Written problem: Here are some records. Copy each one exactly.

[Items from a data source]
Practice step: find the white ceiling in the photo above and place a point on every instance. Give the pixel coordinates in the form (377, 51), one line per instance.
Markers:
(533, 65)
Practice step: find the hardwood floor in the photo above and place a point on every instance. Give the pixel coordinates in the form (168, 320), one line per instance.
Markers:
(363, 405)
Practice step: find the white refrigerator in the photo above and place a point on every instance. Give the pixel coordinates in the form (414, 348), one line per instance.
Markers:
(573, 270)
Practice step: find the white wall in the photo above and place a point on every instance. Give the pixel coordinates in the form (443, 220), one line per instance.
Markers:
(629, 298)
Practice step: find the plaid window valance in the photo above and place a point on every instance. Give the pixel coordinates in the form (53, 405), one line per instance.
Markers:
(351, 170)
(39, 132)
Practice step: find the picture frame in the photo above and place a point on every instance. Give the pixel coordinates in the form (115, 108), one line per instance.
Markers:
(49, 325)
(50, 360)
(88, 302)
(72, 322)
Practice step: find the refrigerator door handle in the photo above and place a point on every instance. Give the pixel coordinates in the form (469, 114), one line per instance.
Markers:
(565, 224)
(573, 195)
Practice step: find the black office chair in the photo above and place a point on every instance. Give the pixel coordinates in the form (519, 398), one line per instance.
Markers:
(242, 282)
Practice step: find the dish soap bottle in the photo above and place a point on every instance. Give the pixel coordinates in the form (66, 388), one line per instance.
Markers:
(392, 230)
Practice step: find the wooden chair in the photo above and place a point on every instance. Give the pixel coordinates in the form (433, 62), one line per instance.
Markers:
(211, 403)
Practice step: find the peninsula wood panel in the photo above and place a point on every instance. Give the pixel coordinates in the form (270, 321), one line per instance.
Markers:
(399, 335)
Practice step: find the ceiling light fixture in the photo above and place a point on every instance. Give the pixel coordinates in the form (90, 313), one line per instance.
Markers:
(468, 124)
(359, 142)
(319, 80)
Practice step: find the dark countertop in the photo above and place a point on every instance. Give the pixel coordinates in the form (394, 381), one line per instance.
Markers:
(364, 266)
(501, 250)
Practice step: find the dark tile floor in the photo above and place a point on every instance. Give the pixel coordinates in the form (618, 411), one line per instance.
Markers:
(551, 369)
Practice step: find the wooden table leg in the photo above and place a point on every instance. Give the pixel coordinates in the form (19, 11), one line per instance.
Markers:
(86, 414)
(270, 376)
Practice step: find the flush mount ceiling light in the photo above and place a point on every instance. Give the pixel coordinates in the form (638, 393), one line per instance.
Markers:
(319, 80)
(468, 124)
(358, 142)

Completed task:
Practice step: find the white ceiling in the photo above and place a point on every instance. Give the pixel coordinates in the form (377, 51), one line per instance.
Markers:
(533, 65)
Practice step: find the hardwood floor in the photo above and place a point on every instance. Give the pixel coordinates in the form (168, 320), one line per instance.
Markers:
(363, 405)
Practice step: find the white refrigerator in the photo above and place a point on every instance. Give the pixel coordinates in the form (414, 348), one line per instance.
Markers:
(573, 270)
Practice step: find the white wall in the photo above and place a point on every instance. Give the pixel coordinates in the form (443, 220), one line per instance.
Markers:
(629, 298)
Practice step: find the plaid window valance in the photo above and place a point on every instance. Give the pixel coordinates in the form (53, 405), one line per instance.
Markers:
(351, 170)
(39, 132)
Practice step: find the picture frame in the photo above and place a point on every instance. Give the pixel coordinates in the form (115, 108), one line per instance.
Markers:
(49, 325)
(50, 360)
(88, 302)
(72, 322)
Practice step: find the refrigerator door handle in the photo above and place a point on every instance. Give the pixel coordinates in the form (469, 114), one line per instance.
Markers:
(565, 224)
(573, 195)
Practice step: find the black office chair in the photo above and place a point on every instance. Give the pixel coordinates in the form (519, 398), one line per instance.
Markers:
(242, 282)
Practice step: find the dish soap bottle in the photo above and place a point on every instance. Give the pixel coordinates in the form (66, 388), one line per instance.
Markers:
(392, 230)
Practice step: find the wooden chair in the photo above and place a point on every instance. Give the pixel coordinates in the form (433, 62), one line per instance.
Markers:
(211, 403)
Practice step: find the peninsula wood panel in the photo above and place a point on every instance. Give the pixel coordinates in the form (270, 321), one line per instance.
Markers:
(399, 335)
Practice step: find the ceiling light fixture in the photo above and place a point on every instance. Give the pixel coordinates in the form (90, 313), one line per instance.
Markers:
(468, 124)
(359, 142)
(319, 80)
Practice step: find the dark countertop in the photo above and place a point on every instance. Give the pixel coordinates in the form (394, 381), one line per instance.
Markers:
(364, 266)
(501, 250)
Practice step: find the dark tile floor in the photo above and place a point on every instance. Give the pixel coordinates in the form (618, 411), one line per instance.
Markers:
(551, 369)
Practice step: find the wooden table leg in the photo above and place a point on every instance. Give the pixel coordinates in the form (19, 11), one line per instance.
Markers:
(86, 414)
(270, 376)
Practice step: find the flush mount ceiling light in the photo above and place a point on every instance. Give the pixel coordinates in the form (638, 393), one line per instance.
Markers:
(319, 80)
(468, 124)
(358, 142)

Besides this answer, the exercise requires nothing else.